▸ Task:
Can you continue the text about choosing the number of factors in a factor analysis, picking up after its final sentence?

** start of Text **

One of the difficult things to determine when conducting a factor analysis is to determine the number of factors. Different metrics such as eigenvalue, total percent variance explained, factor loadings, and line plots are used to decide the number of factors. The Kaiser criterion is an analytical approach based on selecting the factor with a more significant proportion of explained variance. The eigenvalue is a good criterion for determining the optimum number of factors. Eigenvalues represent variance explained by each factor from the total variance. Generally, an eigenvalue greater than one will be considered the feature's selection criteria. Eigenvalues are determined by using the get_eigenvalues() function. A line plot is a graphical approach based on visualizing factors and eigenvalues. It helps us to determine the number of factors where the curve makes an elbow.

One of the criteria is to decide the number of factors based on an eigenvalue greater than or equal to one. This is because a factor with an eigenvalue of 1 accounts for as much variance as a single variance, and the logic is that only factors that explain at least the same amount of variance as a single variable are worth keeping. However, it is observed that this sometimes results in more factors. From the results, we can observe that eigenvalues are more significant than one for eight variables, and for two variables, it is nearly 1.0. We will try to understand using another option, a line plot. A line plot shows the eigenvalues on the y-axis and the number of factors on the x-axis. It always displays a downward curve. The point where the slope of the curve is leveling off (the elbow) indicates the number of factors the analysis should generate. A chart depicting the number of factors and the eigenvalues ranges from 1 to the maximum number of variables. The curve shows a straight line for each factor and its eigenvalues. However, the optimum number of factors for this dataset might be six.

** end of Text **
** start of Dataset extract **

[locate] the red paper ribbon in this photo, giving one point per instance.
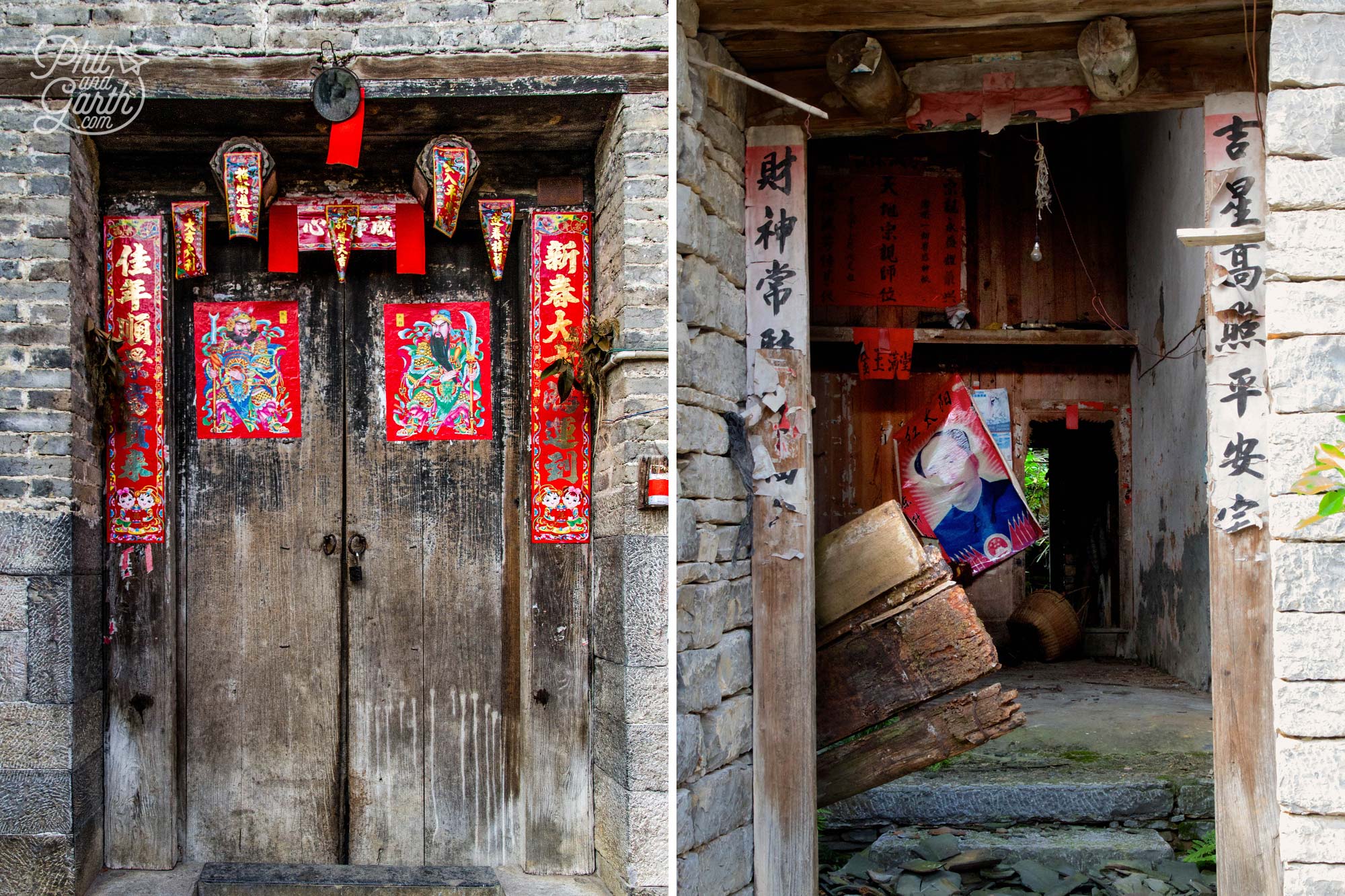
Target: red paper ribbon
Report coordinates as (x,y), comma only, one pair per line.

** end of Dataset extract **

▸ The output:
It is clear from the results that both line plot and eigenvalues are yielding an unreasonably high number of factors. In our example, a cutoff of an eigenvalue greater than or equal to one would result in eight factors. And the line plot suggests six factors due to how the slope levels off. It is important to remember that one of the reasons for running a factor analysis is to reduce the large number of variables that describe a complex concept, such as a performance appraisal system, to a few interpretable latent variables. In other words, we would like to find fewer interpretable factors that explain the maximum variability in the data. Therefore, another essential metric to remember is the total variability of the original variables explained by each factor solution. For example, if three factors explain most of the variability in the original 12 variables, then those factors are a good, more straightforward substitute for all 12 variables. However, if it takes six factors to explain most of the variance in those 12 variables, then the purpose of factor analysis is not solved.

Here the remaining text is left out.